[Outline labeling rows]
----------------------------------------

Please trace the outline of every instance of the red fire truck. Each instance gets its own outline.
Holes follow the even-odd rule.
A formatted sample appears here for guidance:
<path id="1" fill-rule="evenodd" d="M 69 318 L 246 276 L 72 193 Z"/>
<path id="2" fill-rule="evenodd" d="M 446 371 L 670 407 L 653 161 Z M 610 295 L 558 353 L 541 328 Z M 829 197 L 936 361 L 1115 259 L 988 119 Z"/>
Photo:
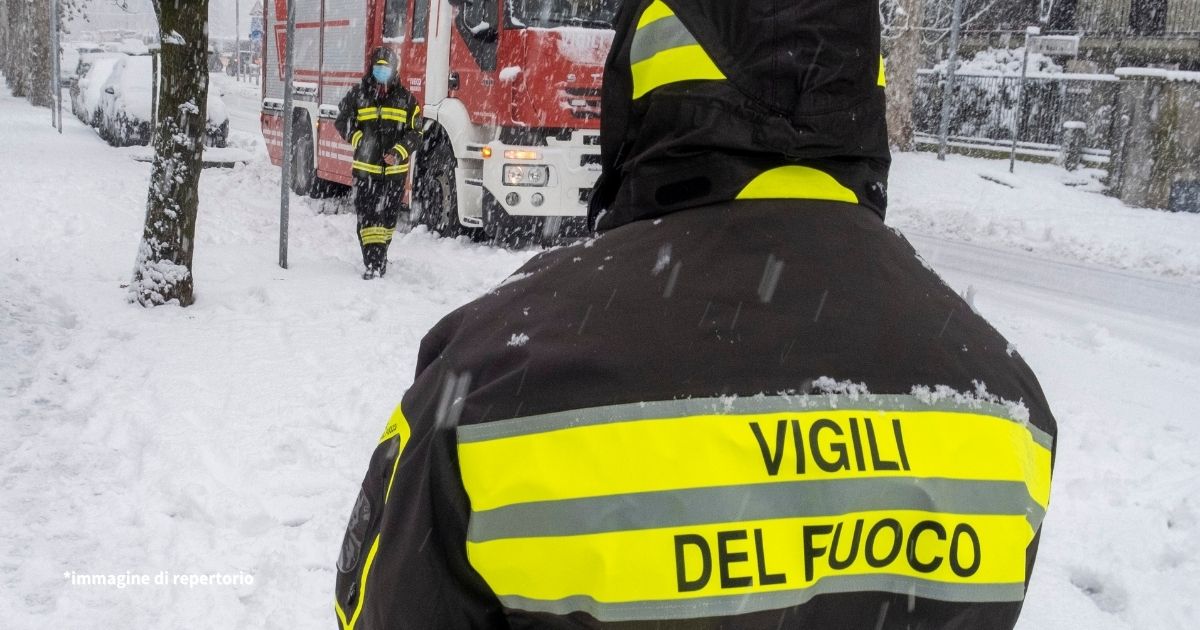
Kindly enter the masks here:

----------------------------------------

Rewrite every row above, replacing "outline" with "contour" and leaving everything else unchanged. Omit the pictures from your answer.

Please trace the contour of every instance of the red fire truck. Each instance gets its own contour.
Holes follow the even-odd rule.
A formatted sample appears here for guidance:
<path id="1" fill-rule="evenodd" d="M 69 318 L 246 276 L 72 193 Z"/>
<path id="2" fill-rule="evenodd" d="M 446 371 L 670 407 L 653 161 Z M 610 295 L 558 353 L 541 328 Z M 829 197 L 936 361 L 1115 259 L 988 119 Z"/>
Photo:
Kindly enter the masks here:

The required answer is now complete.